> [Extract to read]
In the last issue of the Asia Pacific Journal of Medical Toxicology, Dr. Reza Afshari raised the question of what are the best scientific areas of focus of toxicology for “low income countries and how such research might be achieved (1). South-south collaboration, in which developing countries share resources, was one of the proposed solutions.
Rather than limit discussion to “low income” countries, the issue of research agenda might be better framed within the perspective of “developed” and “developing” countries. Two of the largest Asia Pacific Association of Medical Toxicology member countries, Iran and India lay almost within visual distance of the United Arab Emirates. Despite its wealth, the United Arab Emirates has a general lack of high-quality medical research, and toxicology research is virtually non-existent. In contrast, Iran and India, with far less economic strength, have a vast network of highly trained and expert clinicians in medical toxicology and most other medical specialties. This is helpful to consider, and to understand that high income does not equal quality in research.

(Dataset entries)
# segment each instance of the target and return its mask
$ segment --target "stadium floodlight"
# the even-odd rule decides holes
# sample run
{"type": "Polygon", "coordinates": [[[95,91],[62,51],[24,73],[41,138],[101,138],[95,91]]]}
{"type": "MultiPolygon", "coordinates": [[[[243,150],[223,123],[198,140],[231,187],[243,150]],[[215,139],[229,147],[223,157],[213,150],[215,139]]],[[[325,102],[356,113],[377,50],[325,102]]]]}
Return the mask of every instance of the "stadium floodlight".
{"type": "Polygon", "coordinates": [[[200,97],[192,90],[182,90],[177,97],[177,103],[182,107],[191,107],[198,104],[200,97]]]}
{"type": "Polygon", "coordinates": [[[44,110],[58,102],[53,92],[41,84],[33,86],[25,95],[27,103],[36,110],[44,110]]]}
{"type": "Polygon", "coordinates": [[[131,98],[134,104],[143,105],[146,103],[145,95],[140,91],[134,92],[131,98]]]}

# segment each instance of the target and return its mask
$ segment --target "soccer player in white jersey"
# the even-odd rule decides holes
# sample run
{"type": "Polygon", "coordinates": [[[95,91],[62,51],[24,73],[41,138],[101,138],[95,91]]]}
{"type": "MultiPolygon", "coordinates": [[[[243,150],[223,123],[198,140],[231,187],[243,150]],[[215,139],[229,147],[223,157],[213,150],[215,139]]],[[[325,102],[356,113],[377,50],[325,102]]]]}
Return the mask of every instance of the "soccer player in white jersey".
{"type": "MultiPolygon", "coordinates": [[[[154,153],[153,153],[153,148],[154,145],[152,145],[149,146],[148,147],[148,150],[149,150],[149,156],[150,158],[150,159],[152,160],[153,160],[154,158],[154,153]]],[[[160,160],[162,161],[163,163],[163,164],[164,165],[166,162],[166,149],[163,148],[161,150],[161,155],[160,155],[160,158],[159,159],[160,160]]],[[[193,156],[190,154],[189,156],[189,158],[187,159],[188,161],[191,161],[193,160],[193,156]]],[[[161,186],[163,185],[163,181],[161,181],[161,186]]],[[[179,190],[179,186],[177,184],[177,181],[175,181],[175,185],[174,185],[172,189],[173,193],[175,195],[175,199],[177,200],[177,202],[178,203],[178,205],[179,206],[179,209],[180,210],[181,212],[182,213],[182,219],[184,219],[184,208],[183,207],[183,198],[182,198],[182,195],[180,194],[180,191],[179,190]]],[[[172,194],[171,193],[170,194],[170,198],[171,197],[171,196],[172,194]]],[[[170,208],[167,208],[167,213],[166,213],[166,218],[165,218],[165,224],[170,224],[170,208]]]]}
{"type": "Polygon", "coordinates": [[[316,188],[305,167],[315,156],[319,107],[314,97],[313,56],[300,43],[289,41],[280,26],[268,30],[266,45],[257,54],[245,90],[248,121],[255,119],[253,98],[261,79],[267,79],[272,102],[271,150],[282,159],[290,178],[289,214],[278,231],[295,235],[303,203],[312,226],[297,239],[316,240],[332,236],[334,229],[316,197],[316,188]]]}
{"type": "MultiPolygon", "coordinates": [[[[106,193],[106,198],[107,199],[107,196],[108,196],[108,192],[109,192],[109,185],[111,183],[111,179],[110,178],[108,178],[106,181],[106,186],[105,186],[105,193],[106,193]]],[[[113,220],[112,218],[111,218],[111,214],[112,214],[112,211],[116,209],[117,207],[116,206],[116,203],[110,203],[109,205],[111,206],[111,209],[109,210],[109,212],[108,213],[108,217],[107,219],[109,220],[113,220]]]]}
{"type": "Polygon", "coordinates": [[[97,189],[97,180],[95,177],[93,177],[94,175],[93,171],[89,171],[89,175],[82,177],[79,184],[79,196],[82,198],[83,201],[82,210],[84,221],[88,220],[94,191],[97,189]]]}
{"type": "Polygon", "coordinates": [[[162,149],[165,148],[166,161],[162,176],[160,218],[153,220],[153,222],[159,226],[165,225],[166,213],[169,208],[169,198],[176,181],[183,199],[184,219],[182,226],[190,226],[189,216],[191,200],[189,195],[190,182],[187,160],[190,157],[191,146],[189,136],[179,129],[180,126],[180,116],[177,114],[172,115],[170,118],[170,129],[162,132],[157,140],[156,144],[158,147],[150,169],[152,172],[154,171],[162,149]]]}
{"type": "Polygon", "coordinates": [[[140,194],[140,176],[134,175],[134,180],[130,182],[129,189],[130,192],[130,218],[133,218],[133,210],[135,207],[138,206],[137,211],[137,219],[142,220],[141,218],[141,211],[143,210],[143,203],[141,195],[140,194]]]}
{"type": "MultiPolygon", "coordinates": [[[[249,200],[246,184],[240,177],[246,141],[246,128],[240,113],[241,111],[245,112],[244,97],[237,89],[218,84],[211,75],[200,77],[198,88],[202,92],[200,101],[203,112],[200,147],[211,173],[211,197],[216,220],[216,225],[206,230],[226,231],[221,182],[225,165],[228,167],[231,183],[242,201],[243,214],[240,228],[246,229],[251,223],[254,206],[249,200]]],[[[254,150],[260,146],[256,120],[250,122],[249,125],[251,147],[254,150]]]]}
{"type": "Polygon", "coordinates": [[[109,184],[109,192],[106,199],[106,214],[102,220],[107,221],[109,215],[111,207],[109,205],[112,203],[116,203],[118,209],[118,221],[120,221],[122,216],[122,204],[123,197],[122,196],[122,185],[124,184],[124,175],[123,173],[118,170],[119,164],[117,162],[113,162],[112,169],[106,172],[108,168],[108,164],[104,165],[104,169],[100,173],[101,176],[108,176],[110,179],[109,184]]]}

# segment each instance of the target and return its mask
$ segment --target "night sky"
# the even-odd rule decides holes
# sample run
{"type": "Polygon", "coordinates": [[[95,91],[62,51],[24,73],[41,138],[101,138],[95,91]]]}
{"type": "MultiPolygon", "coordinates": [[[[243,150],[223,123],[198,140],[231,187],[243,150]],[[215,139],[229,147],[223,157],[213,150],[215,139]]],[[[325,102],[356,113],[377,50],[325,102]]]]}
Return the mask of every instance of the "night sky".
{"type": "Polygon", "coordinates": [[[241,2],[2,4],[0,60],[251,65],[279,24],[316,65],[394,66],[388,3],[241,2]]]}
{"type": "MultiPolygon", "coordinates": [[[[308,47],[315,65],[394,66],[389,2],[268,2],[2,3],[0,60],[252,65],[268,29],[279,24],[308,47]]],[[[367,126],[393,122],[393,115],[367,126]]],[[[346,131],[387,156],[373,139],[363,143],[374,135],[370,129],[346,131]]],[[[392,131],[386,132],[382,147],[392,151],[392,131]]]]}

> [Exercise instructions]
(a) In the text on toxicology research, rewrite the part that opens with the words containing "Rather than limit" and closes with "quality in research.", substituting "physicians" for "clinicians".
(b) For each statement, say whether it agrees with the text on toxicology research, answering yes or no and quoting the words that decide it: (i) Iran and India have greater economic strength than the United Arab Emirates; (ii) south-south collaboration was one of the proposed solutions; (iii) toxicology research is widespread in the United Arab Emirates.
Rely only on the text on toxicology research, not on the data.

> [Solved tasks]
(a)
Rather than limit discussion to “low income” countries, the issue of research agenda might be better framed within the perspective of “developed” and “developing” countries. Two of the largest Asia Pacific Association of Medical Toxicology member countries, Iran and India lay almost within visual distance of the United Arab Emirates. Despite its wealth, the United Arab Emirates has a general lack of high-quality medical research, and toxicology research is virtually non-existent. In contrast, Iran and India, with far less economic strength, have a vast network of highly trained and expert physicians in medical toxicology and most other medical specialties. This is helpful to consider, and to understand that high income does not equal quality in research.

(b)
(i) No: "Iran and India, with far less economic strength"
(ii) Yes: "South-south collaboration, in which developing countries share resources, was one of the proposed solutions."
(iii) No: "toxicology research is virtually non-existent"